• Directions for this task: Format each line of the items below as a Markdown table with two columns, Row and Line, numbering the rows in order and omitting blank lines.

• Listed entries:
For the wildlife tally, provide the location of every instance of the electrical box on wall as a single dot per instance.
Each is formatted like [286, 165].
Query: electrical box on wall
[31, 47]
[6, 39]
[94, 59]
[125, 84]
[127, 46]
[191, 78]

• Exercise output:
| Row | Line |
|---|---|
| 1 | For the wildlife tally, provide the location of every instance of the electrical box on wall as a single dot per instance. |
| 2 | Each is formatted like [286, 165]. |
| 3 | Query: electrical box on wall |
| 4 | [31, 47] |
| 5 | [6, 39] |
| 6 | [94, 59] |
| 7 | [125, 84] |
| 8 | [127, 46] |
| 9 | [191, 78] |